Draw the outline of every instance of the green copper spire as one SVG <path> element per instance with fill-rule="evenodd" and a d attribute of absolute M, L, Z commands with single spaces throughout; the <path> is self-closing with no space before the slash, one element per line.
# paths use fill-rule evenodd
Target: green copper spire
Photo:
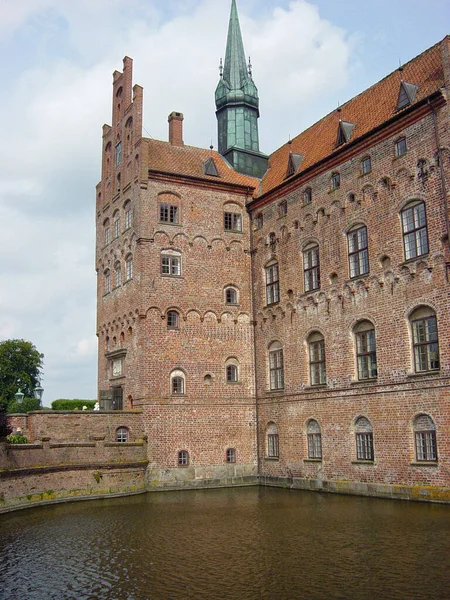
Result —
<path fill-rule="evenodd" d="M 267 157 L 259 151 L 259 98 L 247 66 L 236 0 L 231 2 L 225 64 L 216 88 L 219 152 L 240 173 L 262 177 Z"/>

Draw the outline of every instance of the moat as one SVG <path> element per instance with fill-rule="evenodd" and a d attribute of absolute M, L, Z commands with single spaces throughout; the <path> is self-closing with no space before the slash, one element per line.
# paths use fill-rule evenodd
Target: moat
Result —
<path fill-rule="evenodd" d="M 450 507 L 271 488 L 0 515 L 1 600 L 450 597 Z"/>

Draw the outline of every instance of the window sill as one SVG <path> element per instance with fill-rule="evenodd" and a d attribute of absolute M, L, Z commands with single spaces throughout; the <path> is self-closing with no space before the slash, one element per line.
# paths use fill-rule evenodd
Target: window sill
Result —
<path fill-rule="evenodd" d="M 440 375 L 441 374 L 441 370 L 440 369 L 435 369 L 433 371 L 418 371 L 418 372 L 414 372 L 414 373 L 407 373 L 406 377 L 408 379 L 420 379 L 421 377 L 426 377 L 427 375 Z"/>
<path fill-rule="evenodd" d="M 413 258 L 408 258 L 407 260 L 404 260 L 403 262 L 399 263 L 398 266 L 405 267 L 415 261 L 419 261 L 419 260 L 423 260 L 424 258 L 428 258 L 429 256 L 430 256 L 429 252 L 426 252 L 425 254 L 419 254 L 418 256 L 414 256 Z"/>

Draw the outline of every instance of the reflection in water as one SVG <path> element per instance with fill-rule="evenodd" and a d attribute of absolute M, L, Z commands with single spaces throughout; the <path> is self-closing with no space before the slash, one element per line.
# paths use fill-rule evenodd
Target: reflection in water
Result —
<path fill-rule="evenodd" d="M 0 515 L 1 600 L 450 599 L 450 507 L 265 488 Z"/>

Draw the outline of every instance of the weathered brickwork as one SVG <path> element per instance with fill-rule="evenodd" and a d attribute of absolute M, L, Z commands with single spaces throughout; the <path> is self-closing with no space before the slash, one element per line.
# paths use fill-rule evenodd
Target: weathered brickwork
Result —
<path fill-rule="evenodd" d="M 142 138 L 131 60 L 114 74 L 99 389 L 142 410 L 148 489 L 259 475 L 450 499 L 449 46 L 277 150 L 262 182 L 185 145 L 181 113 L 169 142 Z"/>

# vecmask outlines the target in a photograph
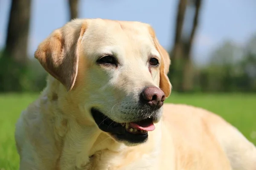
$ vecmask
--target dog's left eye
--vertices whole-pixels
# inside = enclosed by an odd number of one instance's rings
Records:
[[[107,55],[100,58],[97,62],[100,64],[111,64],[116,65],[116,59],[111,55]]]
[[[149,60],[149,64],[151,65],[154,66],[157,66],[159,64],[158,60],[155,58],[151,58]]]

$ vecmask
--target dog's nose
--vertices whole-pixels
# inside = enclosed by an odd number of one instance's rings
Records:
[[[153,109],[161,108],[166,98],[163,91],[156,87],[146,88],[141,96],[142,102],[149,105]]]

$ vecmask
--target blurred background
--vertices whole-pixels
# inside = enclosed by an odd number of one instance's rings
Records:
[[[0,0],[0,170],[17,170],[15,124],[46,85],[37,46],[73,18],[149,23],[172,60],[167,102],[214,112],[256,144],[255,0]]]

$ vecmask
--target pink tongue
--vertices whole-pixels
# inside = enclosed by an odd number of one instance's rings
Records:
[[[151,119],[147,119],[136,122],[131,122],[130,123],[130,125],[132,128],[141,130],[153,131],[155,128]]]

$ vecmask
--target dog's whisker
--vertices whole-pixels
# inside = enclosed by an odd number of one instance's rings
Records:
[[[106,118],[105,119],[104,118],[105,117],[106,117]],[[103,120],[102,120],[102,121],[101,122],[100,122],[100,123],[99,124],[99,125],[101,125],[101,124],[102,123],[104,122],[104,121],[108,119],[109,119],[109,118],[107,116],[104,116],[104,117],[103,117]]]
[[[114,105],[113,106],[113,107],[112,107],[112,108],[111,109],[111,113],[112,114],[113,113],[113,108],[114,108],[114,107],[115,107],[115,106],[116,106],[116,105],[119,104],[121,104],[122,102],[120,102],[120,103],[116,103],[116,104],[115,104],[115,105]]]

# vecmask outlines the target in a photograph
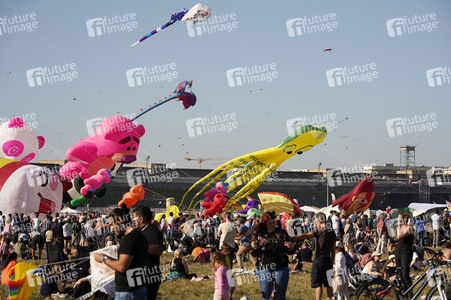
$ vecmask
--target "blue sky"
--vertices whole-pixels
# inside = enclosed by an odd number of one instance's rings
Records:
[[[331,168],[398,164],[399,147],[406,144],[417,146],[419,166],[450,164],[451,84],[435,81],[430,87],[426,77],[427,70],[451,67],[449,1],[205,1],[213,15],[229,20],[209,24],[210,29],[232,22],[235,28],[190,36],[186,23],[177,22],[130,47],[171,13],[196,3],[0,1],[3,20],[34,13],[37,22],[31,32],[7,33],[2,27],[0,118],[35,114],[35,131],[46,138],[35,161],[63,159],[69,147],[88,135],[89,120],[136,113],[169,95],[180,81],[193,79],[196,106],[182,110],[180,103],[170,102],[138,120],[146,134],[137,162],[149,155],[151,162],[195,168],[184,157],[234,158],[276,146],[288,135],[287,120],[333,114],[335,128],[325,141],[286,161],[281,170],[316,168],[319,162]],[[127,14],[136,15],[136,29],[89,36],[88,20]],[[335,14],[332,31],[308,34],[293,25],[302,34],[289,36],[288,20],[327,14]],[[387,20],[431,14],[437,28],[430,32],[388,34]],[[27,70],[70,63],[79,76],[72,82],[29,86]],[[271,63],[277,73],[271,82],[229,86],[227,70]],[[337,86],[330,86],[327,70],[372,63],[377,78],[371,82],[335,81]],[[167,64],[175,64],[173,81],[129,86],[127,70]],[[237,127],[231,132],[204,130],[190,137],[187,121],[232,113]],[[437,122],[430,132],[409,133],[390,121],[430,114]],[[393,125],[392,137],[387,122]]]

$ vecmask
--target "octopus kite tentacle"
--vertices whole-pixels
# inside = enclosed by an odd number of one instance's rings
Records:
[[[293,157],[295,154],[302,154],[309,151],[314,146],[321,143],[326,136],[326,128],[305,125],[295,130],[277,147],[251,152],[238,158],[234,158],[211,171],[208,175],[191,186],[185,195],[183,195],[179,207],[183,204],[188,193],[199,184],[209,180],[191,199],[188,210],[191,208],[194,200],[215,181],[228,171],[237,167],[242,167],[240,170],[235,171],[225,181],[227,193],[232,192],[234,189],[244,184],[244,186],[228,201],[226,205],[226,209],[228,209],[232,204],[255,191],[285,160]]]
[[[197,185],[201,184],[202,181],[208,179],[209,177],[215,175],[215,177],[213,177],[207,184],[204,185],[204,187],[197,192],[196,195],[194,195],[194,197],[191,199],[191,203],[188,206],[188,210],[190,209],[194,199],[196,199],[203,191],[205,191],[213,182],[217,181],[219,178],[221,178],[225,173],[227,173],[229,170],[232,170],[240,165],[242,165],[243,163],[247,163],[244,160],[244,155],[240,156],[234,160],[231,160],[229,162],[226,162],[224,164],[222,164],[221,166],[219,166],[218,168],[216,168],[215,170],[211,171],[210,173],[208,173],[204,178],[202,178],[201,180],[199,180],[198,182],[196,182],[192,187],[189,188],[189,190],[185,193],[185,195],[183,195],[182,198],[182,202],[180,203],[179,207],[182,206],[183,201],[185,200],[186,195],[188,195],[188,193],[190,191],[192,191]],[[219,172],[219,173],[218,173]]]
[[[249,181],[242,189],[238,191],[225,206],[224,210],[230,208],[231,205],[238,202],[238,200],[249,196],[253,191],[255,191],[276,169],[278,165],[272,164],[269,168],[265,169],[262,173],[254,177]]]

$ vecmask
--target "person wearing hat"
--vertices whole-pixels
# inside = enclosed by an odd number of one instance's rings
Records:
[[[236,262],[238,264],[238,268],[242,269],[242,256],[250,251],[252,251],[251,242],[252,242],[252,235],[246,233],[249,231],[250,227],[247,227],[244,223],[243,218],[238,218],[237,220],[238,225],[238,232],[235,234],[235,237],[240,239],[240,245],[238,247],[238,252],[236,253]],[[252,264],[255,264],[255,259],[252,257],[252,255],[249,255],[249,259],[251,260]]]
[[[346,268],[345,247],[343,243],[338,241],[335,244],[335,276],[333,281],[334,293],[337,294],[337,299],[350,299],[348,291],[348,272]]]
[[[382,274],[384,274],[384,278],[387,280],[393,281],[396,279],[396,261],[394,254],[390,254],[388,257],[387,262],[382,269]]]
[[[382,277],[382,266],[380,264],[381,255],[382,253],[379,253],[377,251],[371,253],[371,259],[366,263],[365,267],[362,270],[362,274]]]

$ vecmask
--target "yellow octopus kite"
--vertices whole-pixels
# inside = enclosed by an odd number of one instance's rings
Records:
[[[290,134],[282,142],[282,144],[277,147],[271,147],[257,152],[248,153],[229,160],[190,187],[185,195],[183,195],[182,202],[179,207],[182,206],[186,195],[204,180],[213,177],[199,192],[197,192],[196,195],[194,195],[187,211],[189,211],[190,207],[193,205],[194,200],[211,184],[221,178],[228,171],[241,167],[241,169],[235,171],[229,178],[227,178],[224,183],[224,186],[227,188],[227,194],[238,186],[245,184],[244,187],[242,187],[227,202],[227,205],[224,208],[224,211],[226,211],[238,200],[255,191],[284,161],[295,154],[302,154],[309,151],[314,146],[321,143],[326,138],[326,135],[327,131],[324,127],[304,125]]]

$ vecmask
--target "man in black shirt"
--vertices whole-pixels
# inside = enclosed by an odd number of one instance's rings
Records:
[[[145,265],[148,268],[150,280],[146,285],[147,299],[155,300],[161,283],[160,256],[163,254],[163,234],[158,222],[153,222],[153,215],[146,206],[139,206],[133,210],[132,220],[142,231],[148,242]]]
[[[316,299],[320,300],[323,293],[322,286],[324,285],[327,291],[327,299],[330,300],[333,291],[328,282],[327,271],[333,268],[336,235],[332,225],[327,226],[324,213],[316,213],[314,221],[316,228],[312,232],[299,234],[293,239],[315,238],[315,259],[312,265],[311,286],[316,289]]]
[[[141,230],[133,227],[129,209],[116,208],[109,215],[109,224],[120,238],[118,259],[94,253],[97,262],[103,262],[115,272],[115,299],[146,299],[144,286],[144,260],[147,255],[147,240]]]

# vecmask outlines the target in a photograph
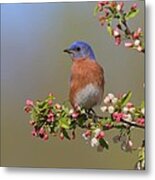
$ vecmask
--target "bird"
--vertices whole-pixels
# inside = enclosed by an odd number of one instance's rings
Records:
[[[104,70],[97,63],[91,46],[75,41],[64,52],[72,59],[69,100],[74,109],[92,110],[100,104],[104,93]]]

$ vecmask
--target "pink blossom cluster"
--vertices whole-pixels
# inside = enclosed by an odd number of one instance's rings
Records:
[[[136,107],[129,101],[122,106],[121,103],[123,103],[122,100],[125,96],[126,94],[116,97],[114,94],[109,93],[104,98],[104,106],[101,107],[101,111],[109,113],[112,120],[117,123],[124,120],[126,122],[134,122],[143,126],[145,124],[144,107]],[[108,124],[110,125],[110,123]]]
[[[136,49],[138,52],[144,52],[143,32],[140,27],[137,30],[131,31],[128,27],[128,19],[124,16],[124,2],[116,1],[100,1],[97,4],[99,13],[99,22],[102,26],[107,24],[107,30],[114,37],[116,46],[119,46],[124,41],[126,48]],[[133,3],[129,12],[126,14],[134,14],[138,12],[136,3]],[[136,14],[136,13],[135,13]],[[112,19],[117,19],[116,27],[112,27]],[[122,22],[120,23],[120,20]]]
[[[90,144],[92,147],[99,146],[100,140],[105,137],[105,132],[101,130],[100,128],[96,128],[95,130],[86,130],[82,137],[88,142],[90,141]]]

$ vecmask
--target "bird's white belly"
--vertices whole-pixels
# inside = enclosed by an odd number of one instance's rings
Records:
[[[89,109],[99,104],[102,101],[102,96],[103,89],[96,85],[88,84],[77,93],[75,102],[76,104]]]

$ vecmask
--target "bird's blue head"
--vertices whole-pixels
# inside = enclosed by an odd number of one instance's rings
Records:
[[[73,60],[80,60],[89,58],[95,60],[94,52],[91,46],[84,41],[75,41],[69,48],[65,49],[64,52],[70,54]]]

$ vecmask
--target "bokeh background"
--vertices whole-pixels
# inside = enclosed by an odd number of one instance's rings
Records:
[[[127,8],[131,2],[125,2]],[[130,21],[132,29],[144,29],[144,2]],[[1,5],[1,165],[21,167],[133,169],[137,152],[125,153],[112,143],[117,135],[106,133],[109,151],[97,152],[81,137],[74,141],[31,136],[27,98],[44,99],[49,92],[57,102],[68,99],[71,60],[63,53],[75,40],[90,43],[105,70],[105,94],[133,91],[132,101],[144,99],[144,55],[116,47],[99,25],[96,2]],[[99,112],[99,107],[96,107]],[[141,145],[142,130],[133,130],[134,146]]]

* REQUIRED TASK
Count the lines of the data above that contain the string "moat", with case counting. Reply with the number alone.

* ANSWER TO THE TASK
2